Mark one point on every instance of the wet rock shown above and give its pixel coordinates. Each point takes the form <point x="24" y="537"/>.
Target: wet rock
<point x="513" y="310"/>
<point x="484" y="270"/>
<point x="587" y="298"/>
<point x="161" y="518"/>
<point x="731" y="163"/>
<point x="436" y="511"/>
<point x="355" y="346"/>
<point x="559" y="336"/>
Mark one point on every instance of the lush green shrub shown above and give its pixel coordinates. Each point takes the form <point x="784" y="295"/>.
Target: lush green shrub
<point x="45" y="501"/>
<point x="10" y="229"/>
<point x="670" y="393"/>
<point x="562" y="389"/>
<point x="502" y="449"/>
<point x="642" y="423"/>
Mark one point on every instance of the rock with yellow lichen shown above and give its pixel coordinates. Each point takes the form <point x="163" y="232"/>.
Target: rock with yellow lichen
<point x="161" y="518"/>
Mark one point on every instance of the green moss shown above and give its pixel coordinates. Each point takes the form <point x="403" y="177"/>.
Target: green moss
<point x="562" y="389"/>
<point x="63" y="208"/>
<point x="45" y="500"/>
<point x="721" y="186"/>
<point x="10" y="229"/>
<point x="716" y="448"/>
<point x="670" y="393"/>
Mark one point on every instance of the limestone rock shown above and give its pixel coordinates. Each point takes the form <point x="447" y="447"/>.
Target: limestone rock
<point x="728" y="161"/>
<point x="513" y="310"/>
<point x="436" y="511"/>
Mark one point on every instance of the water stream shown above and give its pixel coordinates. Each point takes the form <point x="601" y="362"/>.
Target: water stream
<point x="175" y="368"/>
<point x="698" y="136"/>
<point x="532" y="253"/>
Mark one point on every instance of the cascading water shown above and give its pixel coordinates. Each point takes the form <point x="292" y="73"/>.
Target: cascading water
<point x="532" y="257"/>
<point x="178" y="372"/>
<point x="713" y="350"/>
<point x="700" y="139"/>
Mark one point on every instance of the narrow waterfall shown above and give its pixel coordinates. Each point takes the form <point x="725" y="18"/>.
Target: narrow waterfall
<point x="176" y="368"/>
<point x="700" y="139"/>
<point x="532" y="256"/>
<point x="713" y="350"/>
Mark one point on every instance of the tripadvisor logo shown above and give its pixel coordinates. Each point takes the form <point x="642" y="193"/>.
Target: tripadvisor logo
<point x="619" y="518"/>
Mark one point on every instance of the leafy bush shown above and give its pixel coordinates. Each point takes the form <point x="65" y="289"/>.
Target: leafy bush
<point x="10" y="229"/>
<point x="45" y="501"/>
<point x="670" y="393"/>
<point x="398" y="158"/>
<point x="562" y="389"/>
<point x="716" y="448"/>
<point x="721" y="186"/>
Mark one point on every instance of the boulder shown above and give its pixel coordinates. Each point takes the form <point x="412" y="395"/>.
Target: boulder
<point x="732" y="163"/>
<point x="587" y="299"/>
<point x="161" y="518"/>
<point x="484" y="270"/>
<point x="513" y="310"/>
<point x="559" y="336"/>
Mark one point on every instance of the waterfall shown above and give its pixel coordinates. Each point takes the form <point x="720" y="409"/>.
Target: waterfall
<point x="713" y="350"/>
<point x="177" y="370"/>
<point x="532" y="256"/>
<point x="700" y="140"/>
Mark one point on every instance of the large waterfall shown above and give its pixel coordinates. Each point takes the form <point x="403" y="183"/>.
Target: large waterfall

■ ■ ■ ■ ■ ■ ■

> [TASK REQUIREMENTS]: Extract every record. Keep wording exact.

> [SOLUTION FOR THIS PROBLEM]:
Mark one point on every instance of the wet rock shown above and give its pixel coordinates. Each point takes the form <point x="24" y="537"/>.
Target: wet rock
<point x="513" y="310"/>
<point x="484" y="270"/>
<point x="587" y="298"/>
<point x="161" y="518"/>
<point x="731" y="163"/>
<point x="436" y="511"/>
<point x="355" y="346"/>
<point x="559" y="336"/>
Mark one point on every instance of the lush green shrub shown above and give its pixel coordinates. Each point takes the form <point x="784" y="295"/>.
Target: lush green shrub
<point x="45" y="501"/>
<point x="10" y="229"/>
<point x="670" y="393"/>
<point x="562" y="389"/>
<point x="502" y="449"/>
<point x="642" y="423"/>
Mark one point on every instance of the rock with yellow lichen shown above and give its pixel coordinates. Each point takes the form <point x="163" y="232"/>.
Target: rock with yellow lichen
<point x="161" y="518"/>
Mark one point on every instance of the green moss shown above and give its pixel coordinates. Each point takes the form <point x="403" y="177"/>.
Target: green moss
<point x="562" y="389"/>
<point x="63" y="208"/>
<point x="45" y="500"/>
<point x="721" y="186"/>
<point x="10" y="229"/>
<point x="716" y="448"/>
<point x="670" y="393"/>
Mark one point on every instance of the limestone rock shown above and give its pixel coordinates. Each point takes the form <point x="447" y="447"/>.
Target: limestone rock
<point x="728" y="161"/>
<point x="513" y="310"/>
<point x="436" y="511"/>
Mark one point on every instance of the water stream shown above and give its pixel coordinates. Each point takes the form <point x="601" y="362"/>.
Target: water stream
<point x="175" y="368"/>
<point x="698" y="136"/>
<point x="532" y="253"/>
Mark one point on every instance of the cascading water shown above and give its pixel coordinates. Each point takes the form <point x="292" y="73"/>.
Target: cascading water
<point x="532" y="257"/>
<point x="178" y="372"/>
<point x="713" y="350"/>
<point x="700" y="139"/>
Mark one point on every instance of the narrow waterfall shown above and give its pixel coordinates. Each point takes the form <point x="725" y="18"/>.
Target: narrow waterfall
<point x="176" y="368"/>
<point x="700" y="139"/>
<point x="532" y="256"/>
<point x="713" y="350"/>
Mark one point on every instance of the tripadvisor logo shown above and give its pixel coordinates. Each point takes the form <point x="642" y="193"/>.
Target: tripadvisor logo
<point x="619" y="518"/>
Mark one point on every instance of the leafy bush shown above and give its pixel coordinates. Each point takes the form <point x="65" y="289"/>.
Target: leafy bush
<point x="10" y="229"/>
<point x="45" y="501"/>
<point x="670" y="393"/>
<point x="398" y="158"/>
<point x="562" y="389"/>
<point x="716" y="448"/>
<point x="721" y="186"/>
Mark one point on every instance of the boulder shown above and give its pixel coordinates. Each point takes the form <point x="412" y="395"/>.
Target: boulder
<point x="732" y="163"/>
<point x="587" y="299"/>
<point x="161" y="518"/>
<point x="484" y="270"/>
<point x="513" y="310"/>
<point x="559" y="336"/>
Mark one point on every instance of the waterfall shown above and give its pixel coordinates. Each point takes the form <point x="720" y="409"/>.
Target: waterfall
<point x="713" y="350"/>
<point x="177" y="370"/>
<point x="532" y="256"/>
<point x="700" y="140"/>
Mark one point on every instance of the large waterfall shown above and give its pixel coordinates. Each point takes the form <point x="403" y="183"/>.
Target: large waterfall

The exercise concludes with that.